PRIMEIRA PARTE
Febre do ouro, febre da prata
7. Ruínas de Potosí: O Ciclo da Prata
Interpretando a natureza das relações “metrópole-satélite”
ao longo da história da América como uma cadeia de
subordinações sucessivas, André Gunder Frank, em uma de
suas obras
[1], frisou que as regiões hoje em dia mais
afetadas pelo subdesenvolvimento e pela pobreza são
aquelas que, no passado, tiveram laços mais estreitos com
a metrópole e desfrutaram períodos de culminância. São as
regiões que foram as maiores produtoras de bens
exportados para a Europa ou, posteriormente, para os
Estados Unidos, e as mais caudalosas fontes de lucro:
regiões abandonadas pela metrópole quando, por qualquer
razão, os negócios decaíram.
Potosí oferece o mais claro exemplo dessa queda no
vazio. As minas de Guanajuato e Zacatecas, no México,
viveram seu apogeu posteriormente. Nos séculos XVI e XVII,
a montanha rica de Potosí foi o centro da vida colonial
americana: ao seu redor, de um modo ou de outro, giravam
a economia chilena, que a provia de trigo, carne seca, peles
e vinhos; a pecuária e os artesanatos de Córdoba e
Tucumán, que a abasteciam de animais de tração e de
tecidos; as minas de mercúrio de Huancavélica e a região
de Arica, por onde era embarcada a prata para Lima,
principal centro administrativo da época. O século XVIII
marca o princípio do fim da economia da prata que teve seu
centro em Potosí; no entanto, na época da independência a
população do território que hoje compreende a Bolívia ainda
era superior à que habitava aquilo que hoje é a Argentina.
Século e meio depois, a população boliviana é quase seis
vezes menor do que a população argentina.
Aquela sociedade potosina, doente de ostentação e
desperdício, só legou para a Bolívia vaga memória de seu
esplendor, as ruínas de suas igrejas e palácios e oito
milhões de cadáveres de índios. Qualquer diamante
incrustado no escudo de um fidalgo rico valia mais do que a
quantia que um índio podia ganhar em toda sua vida de
mitayo, mas o fidalgo fugiu com os diamantes. A Bolívia,
hoje um dos países mais pobres do mundo, poderia
vangloriar-se – se isto não fosse pateticamente inútil – de
ter nutrido a riqueza dos mais ricos países. Em nossos dias,
Potosí é uma pobre cidade da pobre Bolívia: “A cidade que
mais deu ao mundo é a que menos tem”, como me disse
uma velha senhora potosina, envolta em quilométrico xale
de lã de alpaca, quando conversamos à frente do pátio
andaluz de sua casa de dois séculos. Essa cidade
condenada à nostalgia, atormentada pela miséria e pelo
frio, ainda é uma ferida aberta do sistema colonial na
América: uma acusação. O mundo teria de começar por lhe
pedir desculpas.
Vive-se de escombros. Em 1640, o padre Álvaro Alonso
Barba publicou em Madri, na imprensa do reino, seu
excelente tratado sobre a arte dos metais. O estanho,
escreveu Barba, “é veneno”
+ + + + +
▸ **PROBLEMA BREVE A**:
Transcreva do trecho sobre Potosí a parte que começa em "ao longo da" e segue até "os negócios decaíram.".

Registros
+ + + + +
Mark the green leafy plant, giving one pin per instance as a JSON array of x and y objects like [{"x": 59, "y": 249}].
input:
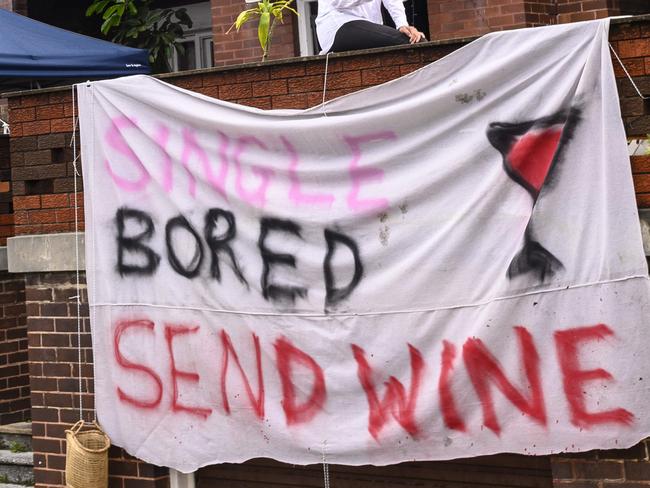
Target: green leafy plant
[
  {"x": 15, "y": 446},
  {"x": 134, "y": 23},
  {"x": 268, "y": 14}
]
+ + + + +
▸ **PROBLEMA BREVE B**:
Organize em lista numerada todas as linhas do bloco acima, que vem depois do trecho sobre Potosí, sem as linhas em branco. Deixe as imagens fora da resposta.

▸ **RESPOSTA COMPLETA A**:
ao longo da história da América como uma cadeia de
subordinações sucessivas, André Gunder Frank, em uma de
suas obras
[1], frisou que as regiões hoje em dia mais
afetadas pelo subdesenvolvimento e pela pobreza são
aquelas que, no passado, tiveram laços mais estreitos com
a metrópole e desfrutaram períodos de culminância. São as
regiões que foram as maiores produtoras de bens
exportados para a Europa ou, posteriormente, para os
Estados Unidos, e as mais caudalosas fontes de lucro:
regiões abandonadas pela metrópole quando, por qualquer
razão, os negócios decaíram.

▸ **RESPOSTA COMPLETA B**:
1. Mark the green leafy plant, giving one pin per instance as a JSON array of x and y objects like [{"x": 59, "y": 249}].
2. input:
3. Target: green leafy plant
4. [
5.   {"x": 15, "y": 446},
6.   {"x": 134, "y": 23},
7.   {"x": 268, "y": 14}
8. ]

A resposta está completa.